— Start RECORDS SUPPLIED —

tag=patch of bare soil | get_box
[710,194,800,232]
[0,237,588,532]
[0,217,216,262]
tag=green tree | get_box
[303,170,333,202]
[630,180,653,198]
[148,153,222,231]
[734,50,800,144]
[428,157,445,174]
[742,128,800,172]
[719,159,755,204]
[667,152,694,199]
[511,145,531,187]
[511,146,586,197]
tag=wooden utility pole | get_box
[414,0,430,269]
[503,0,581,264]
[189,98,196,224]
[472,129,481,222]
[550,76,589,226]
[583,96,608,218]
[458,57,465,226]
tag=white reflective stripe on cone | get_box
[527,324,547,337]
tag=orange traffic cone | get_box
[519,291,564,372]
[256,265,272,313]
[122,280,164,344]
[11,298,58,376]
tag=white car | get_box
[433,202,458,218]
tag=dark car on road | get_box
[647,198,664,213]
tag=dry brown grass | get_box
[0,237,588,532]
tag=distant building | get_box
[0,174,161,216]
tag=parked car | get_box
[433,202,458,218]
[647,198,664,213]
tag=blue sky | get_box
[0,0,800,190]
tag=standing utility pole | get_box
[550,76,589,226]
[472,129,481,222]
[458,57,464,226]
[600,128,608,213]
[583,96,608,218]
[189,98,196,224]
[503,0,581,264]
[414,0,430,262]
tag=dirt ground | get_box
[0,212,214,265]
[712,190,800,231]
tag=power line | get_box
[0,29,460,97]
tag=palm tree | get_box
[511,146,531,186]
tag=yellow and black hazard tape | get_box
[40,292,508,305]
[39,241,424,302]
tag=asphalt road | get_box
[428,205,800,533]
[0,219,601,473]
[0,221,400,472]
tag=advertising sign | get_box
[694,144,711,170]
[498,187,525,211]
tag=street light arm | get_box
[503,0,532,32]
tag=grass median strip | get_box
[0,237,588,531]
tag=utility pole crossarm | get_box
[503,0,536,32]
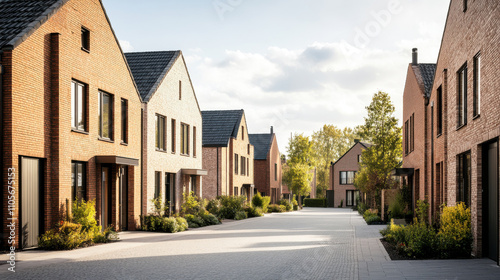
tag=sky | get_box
[102,0,449,153]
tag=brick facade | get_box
[1,0,141,249]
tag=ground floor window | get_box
[71,161,86,201]
[345,190,359,206]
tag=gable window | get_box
[82,26,90,52]
[122,98,128,143]
[170,119,176,153]
[436,86,443,136]
[472,53,481,117]
[340,171,356,185]
[234,154,238,175]
[71,161,86,201]
[193,126,196,157]
[99,91,113,140]
[457,64,467,127]
[457,151,471,207]
[181,123,189,155]
[71,81,87,131]
[155,114,166,151]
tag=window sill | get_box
[71,128,89,135]
[455,123,467,131]
[97,137,115,143]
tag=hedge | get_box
[304,198,326,207]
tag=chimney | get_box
[411,48,418,66]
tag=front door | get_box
[101,166,111,230]
[483,142,498,261]
[21,157,43,248]
[120,166,128,230]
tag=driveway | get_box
[0,208,500,279]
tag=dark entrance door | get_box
[21,157,44,248]
[483,142,498,261]
[120,166,128,230]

— End RECORDS SUPPLIED —

Copy the lines starting with the line with "tag=white car | get_box" and going on through the line with "[0,0,800,190]", keeping every tag line as it is. Shift each bounding box coordinate up by 29.

(ANSWER IN FULL)
tag=white car | get_box
[462,231,487,247]
tag=dark car on road | get_box
[676,227,693,242]
tag=dry brown grass | get_box
[29,266,617,561]
tag=distant building | get_box
[29,203,190,245]
tag=parked car | get_box
[462,231,487,247]
[676,227,693,242]
tag=blue sky | get_box
[29,29,829,219]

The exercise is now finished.